Exercise task:
Add 103 to every bounding-box coordinate in the answers and write out the rows again in full, requests included, from the line with "Please annotate every palm" up to and including the line with "Please annotate every distant city". Leave the requests unchanged.

*-*-*

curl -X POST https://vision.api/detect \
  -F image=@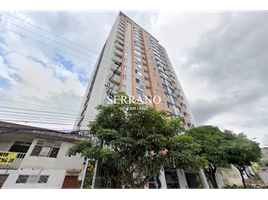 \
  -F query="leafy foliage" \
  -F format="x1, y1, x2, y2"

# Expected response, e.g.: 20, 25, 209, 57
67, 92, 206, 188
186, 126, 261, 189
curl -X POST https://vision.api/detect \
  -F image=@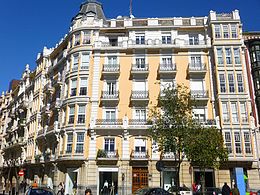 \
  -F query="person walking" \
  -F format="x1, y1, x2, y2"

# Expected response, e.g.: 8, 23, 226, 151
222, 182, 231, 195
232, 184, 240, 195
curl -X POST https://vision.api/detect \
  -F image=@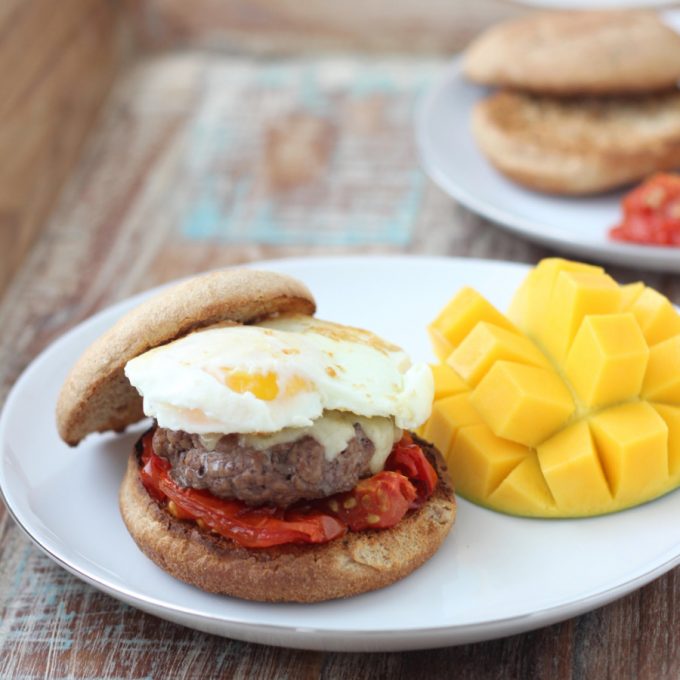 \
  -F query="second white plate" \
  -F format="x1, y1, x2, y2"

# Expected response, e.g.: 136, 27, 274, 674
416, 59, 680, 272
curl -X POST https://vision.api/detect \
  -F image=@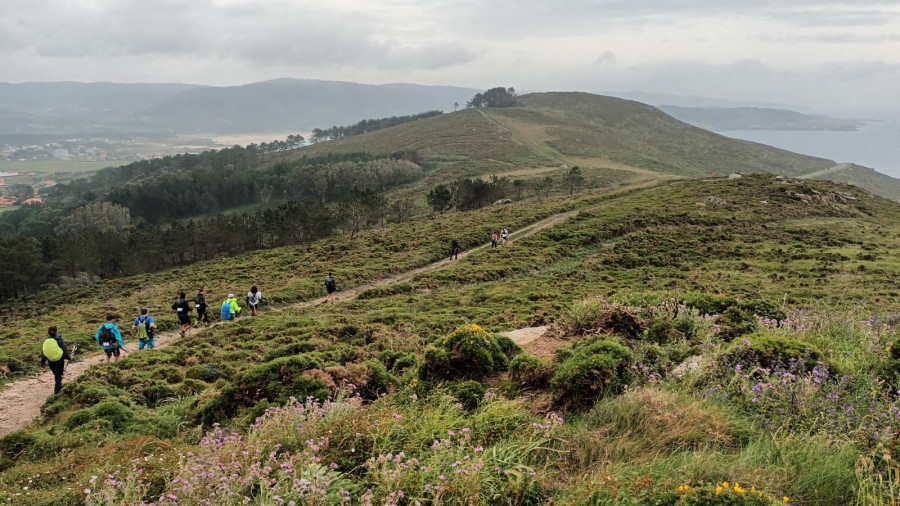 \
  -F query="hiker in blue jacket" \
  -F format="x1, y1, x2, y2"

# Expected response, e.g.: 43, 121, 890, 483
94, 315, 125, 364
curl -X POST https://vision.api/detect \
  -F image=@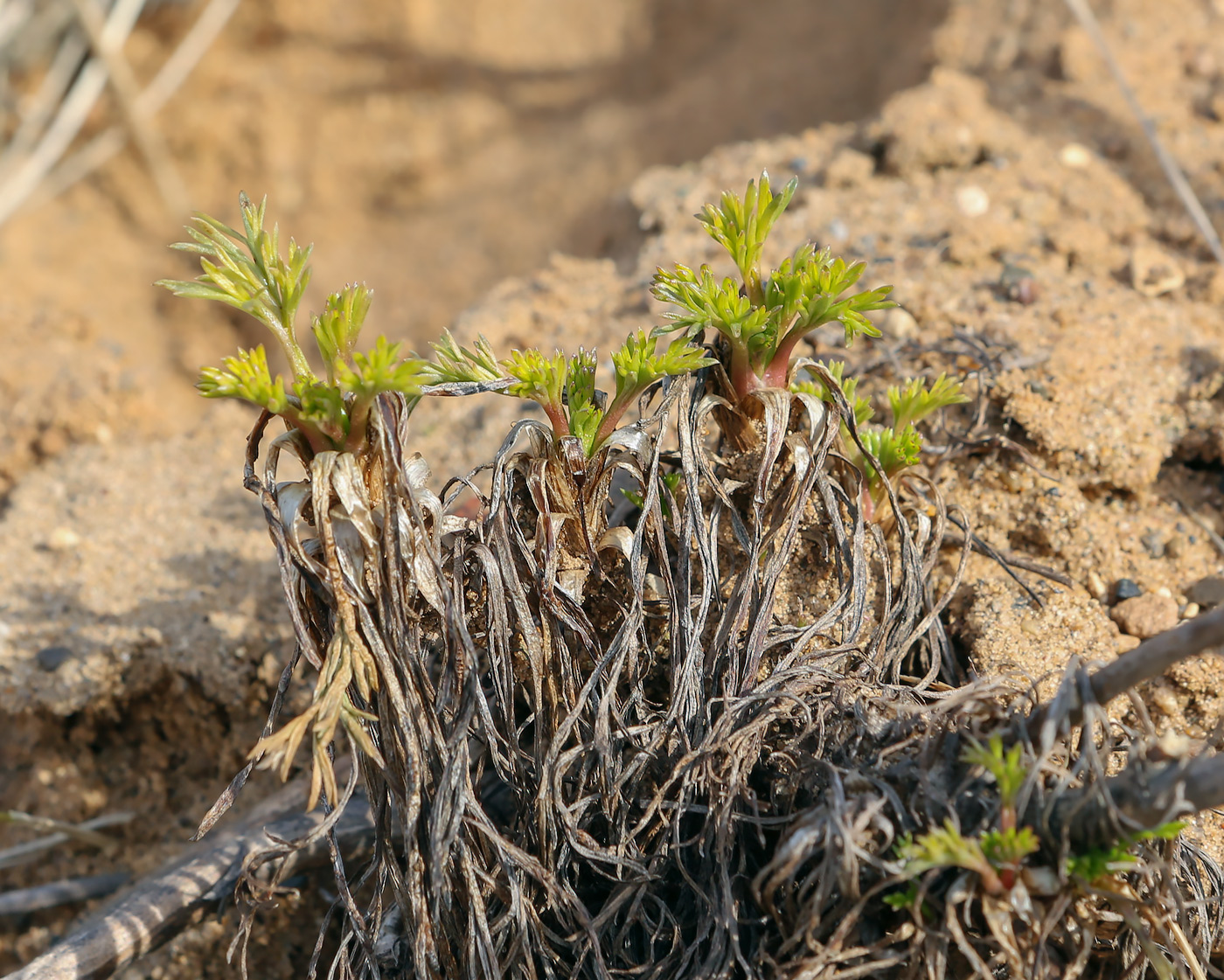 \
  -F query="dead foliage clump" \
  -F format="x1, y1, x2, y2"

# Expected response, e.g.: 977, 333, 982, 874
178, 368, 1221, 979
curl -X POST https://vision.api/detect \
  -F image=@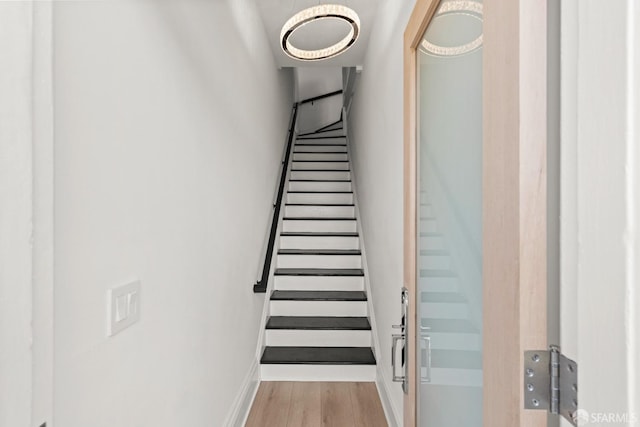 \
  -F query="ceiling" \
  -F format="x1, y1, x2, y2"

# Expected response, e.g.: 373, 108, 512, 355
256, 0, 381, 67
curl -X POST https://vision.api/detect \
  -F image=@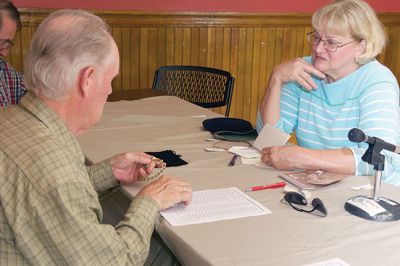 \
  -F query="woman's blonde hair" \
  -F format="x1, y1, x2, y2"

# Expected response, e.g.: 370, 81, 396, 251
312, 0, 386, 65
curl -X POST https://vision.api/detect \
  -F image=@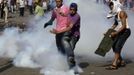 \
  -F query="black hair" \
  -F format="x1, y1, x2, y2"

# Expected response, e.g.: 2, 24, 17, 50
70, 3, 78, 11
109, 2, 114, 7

*-*-*

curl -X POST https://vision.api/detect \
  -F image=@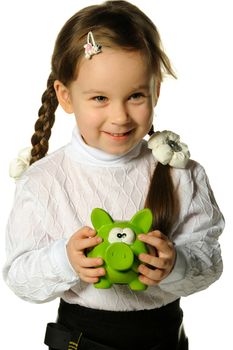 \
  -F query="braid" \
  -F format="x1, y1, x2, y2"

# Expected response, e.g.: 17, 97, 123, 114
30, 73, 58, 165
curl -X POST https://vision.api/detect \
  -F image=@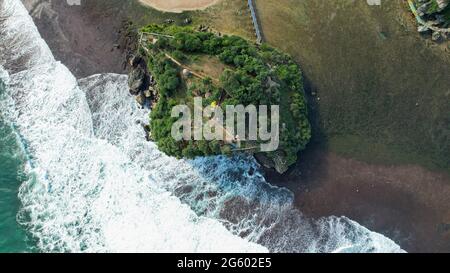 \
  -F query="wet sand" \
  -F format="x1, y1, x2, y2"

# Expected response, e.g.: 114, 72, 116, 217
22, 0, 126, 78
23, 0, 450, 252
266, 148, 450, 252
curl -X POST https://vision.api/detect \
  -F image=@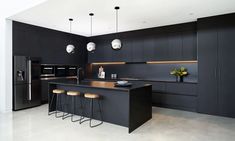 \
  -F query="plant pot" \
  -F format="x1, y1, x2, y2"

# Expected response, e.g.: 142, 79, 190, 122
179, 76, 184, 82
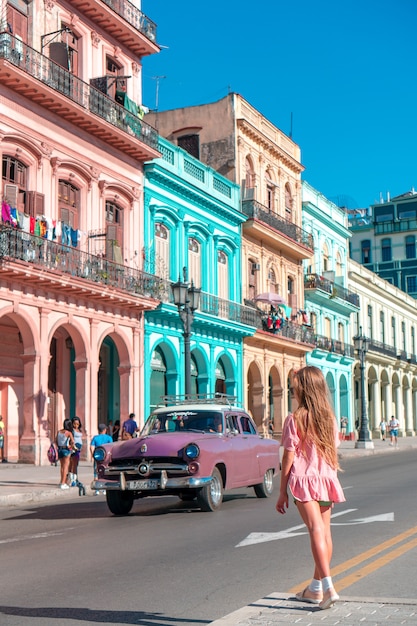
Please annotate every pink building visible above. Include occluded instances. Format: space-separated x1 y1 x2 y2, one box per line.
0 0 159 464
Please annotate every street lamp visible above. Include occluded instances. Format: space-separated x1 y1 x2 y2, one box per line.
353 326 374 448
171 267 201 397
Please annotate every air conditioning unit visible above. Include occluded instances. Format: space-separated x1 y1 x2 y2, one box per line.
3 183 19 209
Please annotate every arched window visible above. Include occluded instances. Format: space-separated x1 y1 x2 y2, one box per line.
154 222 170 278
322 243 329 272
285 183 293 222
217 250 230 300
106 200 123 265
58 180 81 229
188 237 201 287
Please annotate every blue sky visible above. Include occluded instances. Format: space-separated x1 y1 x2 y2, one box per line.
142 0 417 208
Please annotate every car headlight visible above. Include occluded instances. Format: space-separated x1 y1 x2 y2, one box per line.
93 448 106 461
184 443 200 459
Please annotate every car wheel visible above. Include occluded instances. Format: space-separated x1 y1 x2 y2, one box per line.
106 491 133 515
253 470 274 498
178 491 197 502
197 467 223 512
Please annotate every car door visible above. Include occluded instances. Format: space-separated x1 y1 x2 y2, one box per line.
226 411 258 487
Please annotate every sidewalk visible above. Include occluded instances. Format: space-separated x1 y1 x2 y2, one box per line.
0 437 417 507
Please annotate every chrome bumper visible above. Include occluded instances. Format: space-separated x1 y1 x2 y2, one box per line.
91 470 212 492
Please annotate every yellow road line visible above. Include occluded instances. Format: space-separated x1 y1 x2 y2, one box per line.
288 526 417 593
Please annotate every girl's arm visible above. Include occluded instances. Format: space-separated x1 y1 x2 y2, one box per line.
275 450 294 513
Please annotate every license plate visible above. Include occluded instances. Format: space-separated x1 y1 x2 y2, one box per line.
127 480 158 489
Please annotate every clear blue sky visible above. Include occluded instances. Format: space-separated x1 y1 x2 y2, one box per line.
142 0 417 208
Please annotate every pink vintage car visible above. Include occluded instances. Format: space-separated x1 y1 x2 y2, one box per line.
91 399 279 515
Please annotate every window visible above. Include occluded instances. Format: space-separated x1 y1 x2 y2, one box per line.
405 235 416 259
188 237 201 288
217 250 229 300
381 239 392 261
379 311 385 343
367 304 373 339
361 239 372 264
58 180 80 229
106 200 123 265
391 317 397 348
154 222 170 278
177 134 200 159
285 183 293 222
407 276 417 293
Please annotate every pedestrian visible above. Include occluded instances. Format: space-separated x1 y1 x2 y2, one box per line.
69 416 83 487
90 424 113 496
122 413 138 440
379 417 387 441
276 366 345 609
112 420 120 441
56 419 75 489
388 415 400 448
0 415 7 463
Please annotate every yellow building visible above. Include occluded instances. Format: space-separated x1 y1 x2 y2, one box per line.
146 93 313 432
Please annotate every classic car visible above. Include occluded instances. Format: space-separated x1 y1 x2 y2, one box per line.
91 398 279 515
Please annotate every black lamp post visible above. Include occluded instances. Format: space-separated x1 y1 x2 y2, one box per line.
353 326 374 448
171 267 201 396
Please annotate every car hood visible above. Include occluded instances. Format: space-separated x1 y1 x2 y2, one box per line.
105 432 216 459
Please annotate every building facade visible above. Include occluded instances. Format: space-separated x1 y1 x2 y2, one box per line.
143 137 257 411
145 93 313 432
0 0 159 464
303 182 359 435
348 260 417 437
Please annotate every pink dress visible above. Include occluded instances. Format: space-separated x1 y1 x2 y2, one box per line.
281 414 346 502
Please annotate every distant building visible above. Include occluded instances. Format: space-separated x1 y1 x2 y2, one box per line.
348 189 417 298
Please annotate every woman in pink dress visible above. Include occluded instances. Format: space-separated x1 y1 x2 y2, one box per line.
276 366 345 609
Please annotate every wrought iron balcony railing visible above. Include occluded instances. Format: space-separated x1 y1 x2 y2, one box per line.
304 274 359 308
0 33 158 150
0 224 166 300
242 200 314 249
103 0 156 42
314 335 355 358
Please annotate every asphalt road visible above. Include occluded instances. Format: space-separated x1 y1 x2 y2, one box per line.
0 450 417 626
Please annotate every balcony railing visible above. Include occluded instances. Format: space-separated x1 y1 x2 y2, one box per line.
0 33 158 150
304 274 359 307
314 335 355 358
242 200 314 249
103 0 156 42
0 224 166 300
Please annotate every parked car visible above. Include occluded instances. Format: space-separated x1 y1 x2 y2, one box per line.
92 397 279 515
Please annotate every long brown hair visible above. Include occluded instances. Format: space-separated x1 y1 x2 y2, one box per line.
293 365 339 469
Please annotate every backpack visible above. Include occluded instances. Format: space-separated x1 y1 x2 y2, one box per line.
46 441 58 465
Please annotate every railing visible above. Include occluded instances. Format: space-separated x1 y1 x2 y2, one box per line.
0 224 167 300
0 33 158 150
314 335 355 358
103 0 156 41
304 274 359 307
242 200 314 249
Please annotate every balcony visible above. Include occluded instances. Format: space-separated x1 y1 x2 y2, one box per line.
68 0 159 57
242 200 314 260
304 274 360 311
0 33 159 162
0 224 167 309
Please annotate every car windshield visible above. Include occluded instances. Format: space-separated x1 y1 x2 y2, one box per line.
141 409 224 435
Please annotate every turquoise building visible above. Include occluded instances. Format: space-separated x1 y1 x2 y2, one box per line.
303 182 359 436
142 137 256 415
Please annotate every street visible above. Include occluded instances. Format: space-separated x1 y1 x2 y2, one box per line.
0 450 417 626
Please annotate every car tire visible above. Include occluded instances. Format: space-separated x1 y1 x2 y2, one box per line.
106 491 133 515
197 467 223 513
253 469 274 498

*-*-*

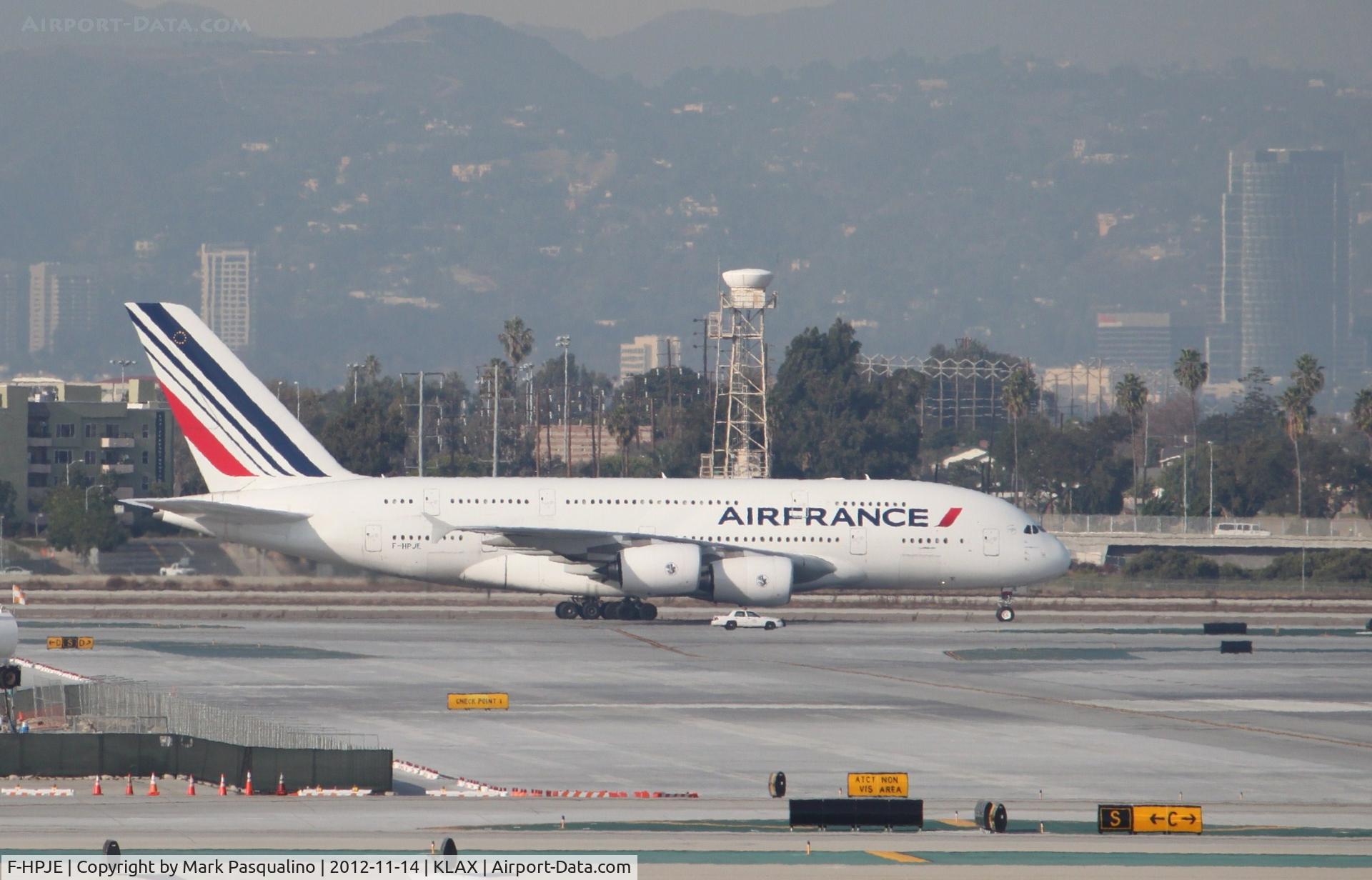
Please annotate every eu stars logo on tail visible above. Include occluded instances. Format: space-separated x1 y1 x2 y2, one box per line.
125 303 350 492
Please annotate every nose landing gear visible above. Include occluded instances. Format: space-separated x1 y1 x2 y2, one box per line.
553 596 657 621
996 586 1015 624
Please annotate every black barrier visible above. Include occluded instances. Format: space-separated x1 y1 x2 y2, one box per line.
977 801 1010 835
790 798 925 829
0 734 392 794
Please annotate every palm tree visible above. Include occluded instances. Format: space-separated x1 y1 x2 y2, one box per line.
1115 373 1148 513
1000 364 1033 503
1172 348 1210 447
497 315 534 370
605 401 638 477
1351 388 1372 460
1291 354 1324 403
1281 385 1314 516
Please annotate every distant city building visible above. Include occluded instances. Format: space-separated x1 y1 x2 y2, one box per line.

*-*-*

Final result:
Please annotate every palm tree visible above. Include occluded instances. Format: space-separated x1 y1 x2 y2, one box per line.
1218 476 1251 616
1103 467 1136 606
1275 451 1313 550
600 418 637 473
708 504 741 580
1454 491 1475 563
1394 457 1427 506
1384 488 1417 619
Please annotate every distant city building visible above. Include occluded instances. Format: space-separated x1 y1 x2 y2, one box per line.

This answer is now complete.